--- 연습 문제 ---
아래 기록 전체를 한 글자도 바꾸지 말고 그대로 다시 적으십시오.
━━━ 원본 자료 ━━━
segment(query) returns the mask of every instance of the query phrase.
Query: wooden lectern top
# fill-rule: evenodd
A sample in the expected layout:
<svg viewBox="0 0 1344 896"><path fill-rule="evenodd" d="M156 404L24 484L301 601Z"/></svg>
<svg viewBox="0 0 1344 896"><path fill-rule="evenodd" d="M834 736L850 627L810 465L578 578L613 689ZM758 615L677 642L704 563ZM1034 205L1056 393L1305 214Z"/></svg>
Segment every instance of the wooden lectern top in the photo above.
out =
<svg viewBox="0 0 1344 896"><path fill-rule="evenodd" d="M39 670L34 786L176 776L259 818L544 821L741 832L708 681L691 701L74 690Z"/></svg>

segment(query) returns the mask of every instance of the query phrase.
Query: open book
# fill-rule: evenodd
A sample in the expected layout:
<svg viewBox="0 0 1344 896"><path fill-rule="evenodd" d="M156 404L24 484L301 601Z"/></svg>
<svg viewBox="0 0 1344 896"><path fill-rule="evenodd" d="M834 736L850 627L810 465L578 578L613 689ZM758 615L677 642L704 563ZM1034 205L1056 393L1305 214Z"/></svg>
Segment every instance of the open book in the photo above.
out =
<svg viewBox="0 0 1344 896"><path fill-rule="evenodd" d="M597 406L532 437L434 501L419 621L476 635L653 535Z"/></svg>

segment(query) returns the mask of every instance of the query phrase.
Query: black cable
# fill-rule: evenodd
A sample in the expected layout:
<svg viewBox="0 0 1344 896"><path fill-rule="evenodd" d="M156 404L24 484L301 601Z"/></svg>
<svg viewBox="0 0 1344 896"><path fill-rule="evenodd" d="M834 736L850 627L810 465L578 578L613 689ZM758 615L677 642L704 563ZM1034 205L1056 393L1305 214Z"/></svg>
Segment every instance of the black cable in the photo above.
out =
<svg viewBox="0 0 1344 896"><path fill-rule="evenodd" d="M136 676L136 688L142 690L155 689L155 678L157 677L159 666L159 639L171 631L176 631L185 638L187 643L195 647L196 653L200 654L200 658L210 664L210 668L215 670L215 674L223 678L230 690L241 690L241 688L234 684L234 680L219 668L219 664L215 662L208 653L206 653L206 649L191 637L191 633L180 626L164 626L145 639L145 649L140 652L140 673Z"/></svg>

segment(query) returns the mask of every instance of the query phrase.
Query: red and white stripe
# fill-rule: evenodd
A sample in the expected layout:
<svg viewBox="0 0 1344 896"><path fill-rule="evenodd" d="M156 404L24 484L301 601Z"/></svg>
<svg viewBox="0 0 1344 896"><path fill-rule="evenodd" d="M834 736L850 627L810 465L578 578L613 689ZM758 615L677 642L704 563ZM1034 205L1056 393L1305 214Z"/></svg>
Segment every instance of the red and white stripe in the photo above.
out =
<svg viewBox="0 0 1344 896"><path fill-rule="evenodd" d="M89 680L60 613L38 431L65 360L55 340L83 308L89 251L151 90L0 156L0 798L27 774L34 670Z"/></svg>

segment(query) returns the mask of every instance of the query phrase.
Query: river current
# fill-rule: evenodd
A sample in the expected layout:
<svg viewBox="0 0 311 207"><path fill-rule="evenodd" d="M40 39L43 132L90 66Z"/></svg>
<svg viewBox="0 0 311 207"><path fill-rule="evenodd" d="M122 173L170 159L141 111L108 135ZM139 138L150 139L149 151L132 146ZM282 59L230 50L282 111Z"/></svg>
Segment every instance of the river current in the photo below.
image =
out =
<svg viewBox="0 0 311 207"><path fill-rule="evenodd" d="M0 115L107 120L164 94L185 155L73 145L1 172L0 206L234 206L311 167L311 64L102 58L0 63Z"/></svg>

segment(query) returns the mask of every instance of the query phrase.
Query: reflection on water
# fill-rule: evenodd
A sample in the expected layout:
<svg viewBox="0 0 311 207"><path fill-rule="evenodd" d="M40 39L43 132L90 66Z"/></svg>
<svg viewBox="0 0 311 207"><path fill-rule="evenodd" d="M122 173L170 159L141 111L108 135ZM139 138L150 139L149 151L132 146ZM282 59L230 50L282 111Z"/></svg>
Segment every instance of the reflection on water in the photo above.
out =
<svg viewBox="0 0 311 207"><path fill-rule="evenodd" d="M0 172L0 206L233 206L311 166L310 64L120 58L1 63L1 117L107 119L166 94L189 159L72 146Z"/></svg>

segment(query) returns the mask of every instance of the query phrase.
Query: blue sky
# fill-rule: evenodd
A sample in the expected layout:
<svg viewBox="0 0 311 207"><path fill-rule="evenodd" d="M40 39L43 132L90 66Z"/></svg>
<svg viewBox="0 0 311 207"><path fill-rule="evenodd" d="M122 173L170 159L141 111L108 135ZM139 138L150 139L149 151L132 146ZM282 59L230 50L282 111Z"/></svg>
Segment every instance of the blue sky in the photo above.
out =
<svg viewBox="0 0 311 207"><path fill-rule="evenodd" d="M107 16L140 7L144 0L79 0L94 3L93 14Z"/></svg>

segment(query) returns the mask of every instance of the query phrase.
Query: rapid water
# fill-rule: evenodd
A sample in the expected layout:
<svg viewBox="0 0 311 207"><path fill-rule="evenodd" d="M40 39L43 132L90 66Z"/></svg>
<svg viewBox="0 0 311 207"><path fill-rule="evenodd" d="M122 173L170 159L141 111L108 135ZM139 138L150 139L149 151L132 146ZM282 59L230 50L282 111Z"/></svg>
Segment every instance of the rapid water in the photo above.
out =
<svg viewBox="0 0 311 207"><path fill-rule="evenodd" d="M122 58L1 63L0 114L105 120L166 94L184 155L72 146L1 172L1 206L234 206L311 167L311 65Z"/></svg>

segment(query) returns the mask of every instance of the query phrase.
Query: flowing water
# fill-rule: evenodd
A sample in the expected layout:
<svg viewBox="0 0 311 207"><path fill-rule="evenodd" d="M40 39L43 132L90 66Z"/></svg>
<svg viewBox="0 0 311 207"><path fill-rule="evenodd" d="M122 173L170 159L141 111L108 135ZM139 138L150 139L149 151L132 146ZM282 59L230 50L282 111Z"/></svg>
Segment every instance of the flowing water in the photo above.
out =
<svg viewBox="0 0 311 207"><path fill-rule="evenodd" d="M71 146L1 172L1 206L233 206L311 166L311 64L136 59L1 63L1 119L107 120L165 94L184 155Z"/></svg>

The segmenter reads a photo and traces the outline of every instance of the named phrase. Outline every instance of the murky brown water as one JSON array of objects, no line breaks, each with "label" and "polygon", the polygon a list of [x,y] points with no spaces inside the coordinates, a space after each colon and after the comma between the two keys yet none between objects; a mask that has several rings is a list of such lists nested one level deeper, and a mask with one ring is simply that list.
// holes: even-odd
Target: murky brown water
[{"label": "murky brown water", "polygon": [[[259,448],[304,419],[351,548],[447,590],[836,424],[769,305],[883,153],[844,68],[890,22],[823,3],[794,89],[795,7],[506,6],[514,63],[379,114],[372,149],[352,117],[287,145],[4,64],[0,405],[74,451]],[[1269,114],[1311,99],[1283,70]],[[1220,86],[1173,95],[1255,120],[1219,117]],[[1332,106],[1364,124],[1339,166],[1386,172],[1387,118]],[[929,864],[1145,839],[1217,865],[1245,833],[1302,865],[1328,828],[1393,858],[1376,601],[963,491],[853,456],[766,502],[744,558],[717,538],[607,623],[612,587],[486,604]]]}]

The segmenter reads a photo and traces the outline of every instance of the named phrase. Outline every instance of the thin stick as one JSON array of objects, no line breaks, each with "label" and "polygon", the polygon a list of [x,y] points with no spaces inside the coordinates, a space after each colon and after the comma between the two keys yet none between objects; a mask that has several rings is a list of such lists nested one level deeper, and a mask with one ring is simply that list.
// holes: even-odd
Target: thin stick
━━━
--- 연습 문제 풀이 ---
segment(query) returns the mask of every instance of the query phrase.
Query: wooden lectern top
# fill-rule: evenodd
A sample in the expected layout:
<svg viewBox="0 0 1344 896"><path fill-rule="evenodd" d="M156 404L24 484L301 601Z"/></svg>
<svg viewBox="0 0 1344 896"><path fill-rule="evenodd" d="M834 736L850 627L810 465L578 578L613 689ZM758 615L677 642L704 563ZM1034 205L1056 393L1305 214Z"/></svg>
Segment every instance of the wooden lectern top in the photo above.
out =
<svg viewBox="0 0 1344 896"><path fill-rule="evenodd" d="M39 670L34 786L176 776L259 818L544 821L741 832L708 681L691 701L74 690Z"/></svg>

segment(query) returns the mask of every instance of the query phrase.
Query: open book
# fill-rule: evenodd
A sample in the expected layout:
<svg viewBox="0 0 1344 896"><path fill-rule="evenodd" d="M156 404L24 484L301 601Z"/></svg>
<svg viewBox="0 0 1344 896"><path fill-rule="evenodd" d="M834 736L850 627L810 465L578 578L613 689ZM758 615L677 642L704 563ZM1034 205L1056 393L1305 214Z"/></svg>
Segment every instance of the open book in the photo above.
out =
<svg viewBox="0 0 1344 896"><path fill-rule="evenodd" d="M597 406L532 437L434 501L419 621L476 635L653 535Z"/></svg>

segment(query) returns the mask of every instance of the query phrase.
Query: black cable
# fill-rule: evenodd
A sample in the expected layout:
<svg viewBox="0 0 1344 896"><path fill-rule="evenodd" d="M156 404L24 484L301 601Z"/></svg>
<svg viewBox="0 0 1344 896"><path fill-rule="evenodd" d="M834 736L850 627L810 465L578 578L613 689ZM758 615L677 642L704 563ZM1034 205L1056 393L1305 214Z"/></svg>
Segment every instance of the black cable in the photo above.
out =
<svg viewBox="0 0 1344 896"><path fill-rule="evenodd" d="M136 676L136 688L142 690L155 689L155 678L157 677L159 666L159 639L171 631L176 631L185 638L187 643L195 647L196 653L200 654L200 658L210 664L210 668L215 670L215 674L223 678L230 690L241 690L241 688L234 684L234 680L219 668L219 664L215 662L208 653L206 653L206 649L191 637L191 633L180 626L164 626L145 639L145 649L140 652L140 673Z"/></svg>

segment(query) returns the mask of every instance of the query phrase.
Query: red and white stripe
# fill-rule: evenodd
A sample in the expected layout:
<svg viewBox="0 0 1344 896"><path fill-rule="evenodd" d="M156 404L24 484L301 601Z"/></svg>
<svg viewBox="0 0 1344 896"><path fill-rule="evenodd" d="M834 736L850 627L810 465L578 578L613 689ZM758 615L677 642L704 563ZM1034 205L1056 393L1305 214Z"/></svg>
Segment every instance of the red and white stripe in the photo above.
out =
<svg viewBox="0 0 1344 896"><path fill-rule="evenodd" d="M89 680L60 613L38 431L65 360L55 340L83 308L89 251L151 90L0 156L0 798L27 774L34 670Z"/></svg>

segment(query) returns the mask of every instance of the query phrase.
Query: river current
# fill-rule: evenodd
A sample in the expected layout:
<svg viewBox="0 0 311 207"><path fill-rule="evenodd" d="M40 39L43 132L90 66Z"/></svg>
<svg viewBox="0 0 311 207"><path fill-rule="evenodd" d="M122 173L170 159L141 111L108 135ZM139 138L150 139L149 151L132 146ZM282 59L230 50L282 111Z"/></svg>
Segment every instance of the river current in the photo below.
image =
out =
<svg viewBox="0 0 311 207"><path fill-rule="evenodd" d="M0 115L107 120L164 94L185 155L73 145L1 172L0 206L234 206L311 167L311 64L102 58L0 63Z"/></svg>

segment(query) returns the mask of every instance of the query phrase.
Query: reflection on water
# fill-rule: evenodd
A sample in the expected layout:
<svg viewBox="0 0 311 207"><path fill-rule="evenodd" d="M40 39L43 132L90 66Z"/></svg>
<svg viewBox="0 0 311 207"><path fill-rule="evenodd" d="M122 173L170 159L141 111L108 135ZM139 138L150 139L149 151L132 146ZM282 59L230 50L282 111Z"/></svg>
Segment every instance of the reflection on water in the photo above.
out =
<svg viewBox="0 0 311 207"><path fill-rule="evenodd" d="M0 172L0 206L233 206L311 166L310 64L120 58L1 63L1 117L107 119L166 94L189 159L72 146Z"/></svg>

segment(query) returns the mask of every instance of the query phrase.
Query: blue sky
# fill-rule: evenodd
A sample in the expected layout:
<svg viewBox="0 0 311 207"><path fill-rule="evenodd" d="M40 39L43 132L90 66Z"/></svg>
<svg viewBox="0 0 311 207"><path fill-rule="evenodd" d="M122 173L170 159L141 111L108 135ZM139 138L150 139L149 151L132 146ZM282 59L230 50L282 111Z"/></svg>
Segment every instance of the blue sky in the photo above.
out =
<svg viewBox="0 0 311 207"><path fill-rule="evenodd" d="M107 16L140 7L144 0L79 0L94 3L93 14Z"/></svg>

segment(query) returns the mask of every instance of the query phrase.
Query: rapid water
# fill-rule: evenodd
A sample in the expected layout:
<svg viewBox="0 0 311 207"><path fill-rule="evenodd" d="M40 39L43 132L90 66Z"/></svg>
<svg viewBox="0 0 311 207"><path fill-rule="evenodd" d="M122 173L170 159L141 111L108 135ZM139 138L150 139L149 151L132 146ZM282 59L230 50L282 111Z"/></svg>
Segment every instance of the rapid water in the photo above.
out =
<svg viewBox="0 0 311 207"><path fill-rule="evenodd" d="M122 58L1 63L0 114L105 120L166 94L184 155L72 146L1 172L1 206L234 206L311 167L311 65Z"/></svg>

segment(query) returns the mask of every instance of the query phrase.
Query: flowing water
# fill-rule: evenodd
A sample in the expected layout:
<svg viewBox="0 0 311 207"><path fill-rule="evenodd" d="M40 39L43 132L90 66Z"/></svg>
<svg viewBox="0 0 311 207"><path fill-rule="evenodd" d="M122 173L170 159L141 111L108 135ZM139 138L150 139L149 151L132 146ZM282 59L230 50L282 111Z"/></svg>
Segment every instance of the flowing water in the photo above.
out =
<svg viewBox="0 0 311 207"><path fill-rule="evenodd" d="M71 146L1 172L1 206L233 206L311 166L311 64L136 59L1 63L1 119L107 120L165 94L184 155Z"/></svg>

The segmenter reads a photo and traces the outline of every instance of the named phrase. Outline every instance of the murky brown water as one JSON array of objects, no line breaks, each with "label" and "polygon", the polygon a list of [x,y] points with no spaces inside the coordinates, a space after each colon and after the comma between the two keys yet none between objects; a mask that has several rings is a list of such lists nested one level deeper, and a mask with one ring is simply that list.
// holes: even-odd
Target: murky brown water
[{"label": "murky brown water", "polygon": [[[259,448],[304,419],[351,548],[447,590],[836,424],[769,305],[883,153],[844,68],[890,22],[823,3],[794,89],[795,7],[506,6],[514,63],[379,114],[372,149],[352,117],[287,145],[4,64],[0,405],[74,451]],[[1269,114],[1311,99],[1283,70]],[[1220,86],[1173,95],[1255,120],[1219,117]],[[1332,106],[1364,124],[1339,166],[1386,172],[1387,118]],[[929,864],[1145,839],[1217,865],[1245,833],[1302,865],[1328,828],[1393,858],[1376,601],[963,491],[853,456],[766,502],[744,558],[717,538],[607,623],[612,587],[486,604]]]}]

The segmenter reads a photo and traces the outline of every instance of the named phrase. Outline every instance of the thin stick as one JSON array of objects, no line breaks, each with "label" and "polygon", the polygon a list of [x,y] points with no spaces inside the coordinates, a space after each colon and after the comma between the two keys yet none between objects; a mask that has several rings is a list of such lists nested one level deeper, and a mask with one ring is simply that list.
// holes: even-odd
Target: thin stick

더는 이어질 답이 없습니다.